Records from a dataset >>
☆ ☆ ☆ ☆ ☆ ☆ ☆
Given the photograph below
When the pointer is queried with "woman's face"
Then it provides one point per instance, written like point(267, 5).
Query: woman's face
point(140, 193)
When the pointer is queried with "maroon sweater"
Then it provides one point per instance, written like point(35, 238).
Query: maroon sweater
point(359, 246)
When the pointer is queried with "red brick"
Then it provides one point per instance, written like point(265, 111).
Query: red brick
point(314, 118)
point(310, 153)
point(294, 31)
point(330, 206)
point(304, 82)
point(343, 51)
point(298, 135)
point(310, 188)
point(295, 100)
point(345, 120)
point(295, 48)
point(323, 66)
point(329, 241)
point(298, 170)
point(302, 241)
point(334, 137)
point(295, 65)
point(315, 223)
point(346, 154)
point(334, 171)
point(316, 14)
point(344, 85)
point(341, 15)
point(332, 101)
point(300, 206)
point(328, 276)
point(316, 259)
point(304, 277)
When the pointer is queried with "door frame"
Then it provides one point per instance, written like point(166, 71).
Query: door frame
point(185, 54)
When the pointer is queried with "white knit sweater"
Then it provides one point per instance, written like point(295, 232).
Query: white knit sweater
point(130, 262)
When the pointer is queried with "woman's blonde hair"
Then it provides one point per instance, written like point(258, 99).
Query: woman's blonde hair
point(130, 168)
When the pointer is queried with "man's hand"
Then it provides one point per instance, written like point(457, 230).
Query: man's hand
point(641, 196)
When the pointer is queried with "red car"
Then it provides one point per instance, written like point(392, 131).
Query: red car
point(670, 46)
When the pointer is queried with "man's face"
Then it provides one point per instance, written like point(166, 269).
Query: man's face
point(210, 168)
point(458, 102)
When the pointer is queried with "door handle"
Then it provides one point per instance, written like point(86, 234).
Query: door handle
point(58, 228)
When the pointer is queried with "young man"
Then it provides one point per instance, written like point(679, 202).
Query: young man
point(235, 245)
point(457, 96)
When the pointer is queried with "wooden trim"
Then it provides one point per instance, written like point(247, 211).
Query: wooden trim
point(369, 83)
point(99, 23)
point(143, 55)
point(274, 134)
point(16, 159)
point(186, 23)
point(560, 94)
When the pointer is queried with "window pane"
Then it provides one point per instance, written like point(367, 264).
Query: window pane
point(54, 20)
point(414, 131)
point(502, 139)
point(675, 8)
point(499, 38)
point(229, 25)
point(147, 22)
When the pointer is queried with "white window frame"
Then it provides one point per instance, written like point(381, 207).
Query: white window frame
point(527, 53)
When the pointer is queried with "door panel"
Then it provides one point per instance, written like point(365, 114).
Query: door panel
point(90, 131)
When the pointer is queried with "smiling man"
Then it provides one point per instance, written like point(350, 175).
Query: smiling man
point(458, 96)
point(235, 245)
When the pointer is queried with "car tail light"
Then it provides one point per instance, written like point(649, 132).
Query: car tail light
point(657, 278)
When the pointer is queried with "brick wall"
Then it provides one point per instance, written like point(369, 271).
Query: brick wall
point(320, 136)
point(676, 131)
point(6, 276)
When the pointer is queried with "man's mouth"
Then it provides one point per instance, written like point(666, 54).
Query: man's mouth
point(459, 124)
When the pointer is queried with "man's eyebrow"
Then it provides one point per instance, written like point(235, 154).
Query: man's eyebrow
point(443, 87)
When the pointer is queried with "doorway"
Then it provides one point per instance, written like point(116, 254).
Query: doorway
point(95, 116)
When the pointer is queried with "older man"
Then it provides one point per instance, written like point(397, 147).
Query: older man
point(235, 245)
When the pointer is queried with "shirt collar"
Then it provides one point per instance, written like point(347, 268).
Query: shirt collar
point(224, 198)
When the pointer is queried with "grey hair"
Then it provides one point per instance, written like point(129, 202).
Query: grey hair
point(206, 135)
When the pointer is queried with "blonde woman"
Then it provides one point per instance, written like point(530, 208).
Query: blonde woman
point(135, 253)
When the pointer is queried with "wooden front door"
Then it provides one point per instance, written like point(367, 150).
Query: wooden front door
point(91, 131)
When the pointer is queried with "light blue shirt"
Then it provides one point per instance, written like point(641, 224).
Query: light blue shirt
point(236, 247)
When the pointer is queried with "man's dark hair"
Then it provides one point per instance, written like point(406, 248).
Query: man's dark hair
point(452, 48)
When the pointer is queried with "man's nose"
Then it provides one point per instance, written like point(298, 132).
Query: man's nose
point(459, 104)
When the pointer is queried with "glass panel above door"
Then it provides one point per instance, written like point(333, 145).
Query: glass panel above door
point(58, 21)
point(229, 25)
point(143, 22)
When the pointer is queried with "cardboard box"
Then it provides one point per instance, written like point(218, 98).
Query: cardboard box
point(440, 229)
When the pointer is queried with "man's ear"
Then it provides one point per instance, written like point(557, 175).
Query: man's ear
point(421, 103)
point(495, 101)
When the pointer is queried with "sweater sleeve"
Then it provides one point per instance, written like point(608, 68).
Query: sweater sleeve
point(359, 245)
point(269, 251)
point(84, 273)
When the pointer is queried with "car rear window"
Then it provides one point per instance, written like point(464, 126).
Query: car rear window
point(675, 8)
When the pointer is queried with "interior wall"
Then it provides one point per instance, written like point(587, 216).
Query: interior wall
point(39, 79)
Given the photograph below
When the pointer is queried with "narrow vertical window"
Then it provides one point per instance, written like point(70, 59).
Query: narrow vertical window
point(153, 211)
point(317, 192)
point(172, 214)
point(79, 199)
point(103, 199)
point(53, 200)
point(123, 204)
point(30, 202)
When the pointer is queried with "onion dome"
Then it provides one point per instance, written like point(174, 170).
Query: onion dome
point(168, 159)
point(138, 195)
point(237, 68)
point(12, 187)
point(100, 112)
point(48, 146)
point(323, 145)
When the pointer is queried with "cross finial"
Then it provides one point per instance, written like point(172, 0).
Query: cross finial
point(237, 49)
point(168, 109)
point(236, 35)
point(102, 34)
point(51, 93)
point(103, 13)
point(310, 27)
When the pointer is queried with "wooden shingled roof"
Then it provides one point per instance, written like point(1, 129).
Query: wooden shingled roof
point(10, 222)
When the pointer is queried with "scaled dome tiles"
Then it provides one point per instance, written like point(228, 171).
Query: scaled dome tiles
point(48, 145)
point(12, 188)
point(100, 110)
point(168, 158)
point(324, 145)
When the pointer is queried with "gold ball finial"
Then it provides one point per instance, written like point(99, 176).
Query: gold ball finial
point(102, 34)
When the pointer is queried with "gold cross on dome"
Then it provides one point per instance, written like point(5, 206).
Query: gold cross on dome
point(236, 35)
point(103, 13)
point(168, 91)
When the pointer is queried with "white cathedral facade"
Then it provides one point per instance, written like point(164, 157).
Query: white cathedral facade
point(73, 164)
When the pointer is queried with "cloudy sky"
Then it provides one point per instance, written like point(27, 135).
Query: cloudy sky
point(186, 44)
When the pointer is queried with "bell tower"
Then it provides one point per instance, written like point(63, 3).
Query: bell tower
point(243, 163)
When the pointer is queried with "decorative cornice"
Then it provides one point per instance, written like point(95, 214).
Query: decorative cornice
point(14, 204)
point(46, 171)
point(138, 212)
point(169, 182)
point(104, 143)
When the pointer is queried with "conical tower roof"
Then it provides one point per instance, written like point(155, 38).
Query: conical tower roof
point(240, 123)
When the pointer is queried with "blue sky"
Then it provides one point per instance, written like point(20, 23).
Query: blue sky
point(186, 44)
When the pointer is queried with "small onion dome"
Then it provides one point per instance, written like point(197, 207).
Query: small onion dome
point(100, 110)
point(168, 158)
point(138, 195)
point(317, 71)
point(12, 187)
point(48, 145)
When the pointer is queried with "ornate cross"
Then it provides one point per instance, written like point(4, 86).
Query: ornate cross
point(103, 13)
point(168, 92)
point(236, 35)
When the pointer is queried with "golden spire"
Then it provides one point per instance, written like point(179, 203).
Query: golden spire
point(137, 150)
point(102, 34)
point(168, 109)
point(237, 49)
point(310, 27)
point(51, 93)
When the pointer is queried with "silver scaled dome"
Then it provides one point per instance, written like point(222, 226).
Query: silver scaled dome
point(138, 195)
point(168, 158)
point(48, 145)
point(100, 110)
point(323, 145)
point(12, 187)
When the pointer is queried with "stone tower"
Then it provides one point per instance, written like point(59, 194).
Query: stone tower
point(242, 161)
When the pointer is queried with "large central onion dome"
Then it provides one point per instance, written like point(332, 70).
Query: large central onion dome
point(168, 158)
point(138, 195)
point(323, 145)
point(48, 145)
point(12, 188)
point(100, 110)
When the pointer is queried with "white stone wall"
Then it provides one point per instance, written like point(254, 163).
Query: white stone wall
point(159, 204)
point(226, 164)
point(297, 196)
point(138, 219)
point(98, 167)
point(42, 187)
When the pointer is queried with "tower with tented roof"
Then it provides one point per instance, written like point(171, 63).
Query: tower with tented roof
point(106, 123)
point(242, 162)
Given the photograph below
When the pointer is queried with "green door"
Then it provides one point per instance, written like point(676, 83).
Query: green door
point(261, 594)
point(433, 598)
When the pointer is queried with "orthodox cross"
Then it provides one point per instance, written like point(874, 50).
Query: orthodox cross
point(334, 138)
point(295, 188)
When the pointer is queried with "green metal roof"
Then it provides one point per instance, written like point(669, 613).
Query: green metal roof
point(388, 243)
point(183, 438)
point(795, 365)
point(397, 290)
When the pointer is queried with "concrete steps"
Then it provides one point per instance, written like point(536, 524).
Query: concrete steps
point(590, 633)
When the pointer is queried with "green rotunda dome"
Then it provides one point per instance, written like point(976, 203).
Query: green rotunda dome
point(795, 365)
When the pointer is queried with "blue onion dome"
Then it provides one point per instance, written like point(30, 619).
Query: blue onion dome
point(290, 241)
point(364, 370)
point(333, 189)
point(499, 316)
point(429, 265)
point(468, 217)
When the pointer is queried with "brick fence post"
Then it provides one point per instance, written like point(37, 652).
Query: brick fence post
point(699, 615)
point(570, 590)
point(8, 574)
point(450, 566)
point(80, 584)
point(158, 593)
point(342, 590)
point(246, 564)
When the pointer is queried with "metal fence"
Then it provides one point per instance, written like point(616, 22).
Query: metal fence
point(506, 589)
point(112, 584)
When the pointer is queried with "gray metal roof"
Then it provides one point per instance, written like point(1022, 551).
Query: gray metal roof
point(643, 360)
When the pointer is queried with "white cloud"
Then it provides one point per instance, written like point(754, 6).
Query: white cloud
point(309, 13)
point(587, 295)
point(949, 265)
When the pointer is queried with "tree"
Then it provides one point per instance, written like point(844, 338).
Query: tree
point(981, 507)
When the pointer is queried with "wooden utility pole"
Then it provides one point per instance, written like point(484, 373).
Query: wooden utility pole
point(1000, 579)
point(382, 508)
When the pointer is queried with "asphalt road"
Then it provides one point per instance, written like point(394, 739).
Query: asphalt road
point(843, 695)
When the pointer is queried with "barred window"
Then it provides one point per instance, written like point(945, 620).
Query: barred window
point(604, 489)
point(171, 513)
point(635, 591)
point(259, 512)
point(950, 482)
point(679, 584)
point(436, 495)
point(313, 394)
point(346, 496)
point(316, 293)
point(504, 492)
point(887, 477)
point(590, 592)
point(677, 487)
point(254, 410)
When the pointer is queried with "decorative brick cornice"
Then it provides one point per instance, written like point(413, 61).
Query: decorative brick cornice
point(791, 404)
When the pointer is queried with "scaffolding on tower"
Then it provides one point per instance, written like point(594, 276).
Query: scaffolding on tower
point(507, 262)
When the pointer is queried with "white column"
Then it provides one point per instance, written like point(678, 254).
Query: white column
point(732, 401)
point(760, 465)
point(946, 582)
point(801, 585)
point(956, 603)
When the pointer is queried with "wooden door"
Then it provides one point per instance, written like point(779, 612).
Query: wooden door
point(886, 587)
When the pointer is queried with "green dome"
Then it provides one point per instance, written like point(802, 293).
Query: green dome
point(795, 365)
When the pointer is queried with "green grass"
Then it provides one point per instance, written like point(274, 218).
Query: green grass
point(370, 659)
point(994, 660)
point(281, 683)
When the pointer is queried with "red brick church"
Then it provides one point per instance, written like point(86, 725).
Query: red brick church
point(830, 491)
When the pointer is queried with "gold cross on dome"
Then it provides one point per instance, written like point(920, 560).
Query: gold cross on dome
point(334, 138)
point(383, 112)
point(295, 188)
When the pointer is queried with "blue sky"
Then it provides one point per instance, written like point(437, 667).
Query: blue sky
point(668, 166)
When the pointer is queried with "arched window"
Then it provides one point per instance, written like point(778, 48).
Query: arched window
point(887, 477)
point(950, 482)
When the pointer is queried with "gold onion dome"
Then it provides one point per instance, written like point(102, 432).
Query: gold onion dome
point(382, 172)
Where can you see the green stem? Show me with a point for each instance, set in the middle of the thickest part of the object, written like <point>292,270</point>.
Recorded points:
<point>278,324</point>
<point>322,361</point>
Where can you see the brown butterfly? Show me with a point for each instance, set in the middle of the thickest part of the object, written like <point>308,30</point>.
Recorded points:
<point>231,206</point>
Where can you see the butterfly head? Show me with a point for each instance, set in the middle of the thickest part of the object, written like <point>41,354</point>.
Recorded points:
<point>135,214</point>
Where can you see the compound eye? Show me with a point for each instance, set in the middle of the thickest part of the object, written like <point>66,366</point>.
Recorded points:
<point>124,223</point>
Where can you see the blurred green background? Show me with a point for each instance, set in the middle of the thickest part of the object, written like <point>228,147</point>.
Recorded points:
☆ ☆ ☆ ☆ ☆ ☆ ☆
Work to complete >> Would you print, exactly as written, every line above from the one holding "like point(129, 202)." through the one holding "like point(641, 224).", with both included and no other lines?

Solution for this exercise >>
Then it provides one point per instance, written like point(129, 202).
Query: grey hair
point(206, 135)
When the pointer is queried with "blonde woman"
Then it provides one point per instance, written like point(530, 208).
Query: blonde woman
point(135, 253)
When the pointer is queried with "wooden front door"
Then it provides one point per instance, written like point(367, 150).
Query: wooden front door
point(91, 131)
When the pointer is queried with "light blue shirt"
Then it provides one point per instance, written like point(641, 224).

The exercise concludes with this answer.